Questions à traiter:
a) D'après l'article sur Le Règne animal, quelle sélection le film ouvrait-il au 76e Festival de Cannes ?
b) Recopiez, dans l'article sur Le Règne animal, le passage allant de « Dans un monde » à « subissent d’étranges mutations. ».

Le Règne animal, une fable écologique et humaniste percutante de Thomas Cailley

Thomas Cailley aime aller au front. Après Les Combattants (2014) il revient au cinéma avec Le Règne Animal un récit fantastique palpitant qui joue sur les angoisses du spectateur tant il frôle toujours le réel. Sa puissance provient de son réalisme narratif. De l’épidémie incontrôlée aux maladies inconnues, tout y est, porté par un brillant casting. Le film ouvrait la sélection Un Certain Regard au 76ème Festival de Cannes.

Dans un monde en proie aux épidémies, François fait tout pour sauver sa femme Lana, atteinte par une mystérieuse maladie. Il emmène son fils de seize ans Emile dans une quête qui bouleversera à jamais leur existence. La première séquence présente père et fils qui patientent malgré eux en voiture dans un embouteillage. Le père explique à son fils qu’il faut « désobéir au système ». Situation banale qui pourrait avoir lieu aujourd’hui, puis on découvre que le monde a changé. Certains humains subissent d’étranges mutations.

Enregistrements fournis:
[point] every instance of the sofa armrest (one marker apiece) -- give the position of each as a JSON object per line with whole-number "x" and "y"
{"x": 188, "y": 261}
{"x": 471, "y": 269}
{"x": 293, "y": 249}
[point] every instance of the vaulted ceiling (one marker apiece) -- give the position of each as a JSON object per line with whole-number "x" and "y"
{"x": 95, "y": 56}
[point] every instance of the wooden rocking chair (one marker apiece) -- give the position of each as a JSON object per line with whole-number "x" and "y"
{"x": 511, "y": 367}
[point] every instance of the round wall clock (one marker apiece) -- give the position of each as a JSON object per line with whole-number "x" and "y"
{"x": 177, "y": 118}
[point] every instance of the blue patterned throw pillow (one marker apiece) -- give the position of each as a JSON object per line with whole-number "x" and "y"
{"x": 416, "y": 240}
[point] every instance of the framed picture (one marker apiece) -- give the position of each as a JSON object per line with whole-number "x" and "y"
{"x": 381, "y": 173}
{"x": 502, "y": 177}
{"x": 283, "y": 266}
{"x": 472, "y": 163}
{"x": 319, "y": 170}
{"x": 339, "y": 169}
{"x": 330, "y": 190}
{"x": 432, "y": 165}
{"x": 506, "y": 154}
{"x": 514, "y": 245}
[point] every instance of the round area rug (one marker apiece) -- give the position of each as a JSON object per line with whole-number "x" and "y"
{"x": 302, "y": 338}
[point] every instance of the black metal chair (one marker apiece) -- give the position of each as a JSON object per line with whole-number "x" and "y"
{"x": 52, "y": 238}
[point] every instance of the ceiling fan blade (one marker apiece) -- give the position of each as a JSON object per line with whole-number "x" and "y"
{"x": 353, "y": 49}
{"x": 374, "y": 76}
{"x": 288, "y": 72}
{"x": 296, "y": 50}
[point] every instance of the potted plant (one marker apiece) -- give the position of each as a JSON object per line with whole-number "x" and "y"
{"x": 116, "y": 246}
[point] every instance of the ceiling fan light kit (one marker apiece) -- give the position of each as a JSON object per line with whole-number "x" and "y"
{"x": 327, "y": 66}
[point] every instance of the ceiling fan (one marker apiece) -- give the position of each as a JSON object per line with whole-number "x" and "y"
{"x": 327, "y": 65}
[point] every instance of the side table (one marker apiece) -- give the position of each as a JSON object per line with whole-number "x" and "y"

Réponses par numéro:
a) La sélection Un Certain Regard.

b)
Dans un monde en proie aux épidémies, François fait tout pour sauver sa femme Lana, atteinte par une mystérieuse maladie. Il emmène son fils de seize ans Emile dans une quête qui bouleversera à jamais leur existence. La première séquence présente père et fils qui patientent malgré eux en voiture dans un embouteillage. Le père explique à son fils qu’il faut « désobéir au système ». Situation banale qui pourrait avoir lieu aujourd’hui, puis on découvre que le monde a changé. Certains humains subissent d’étranges mutations.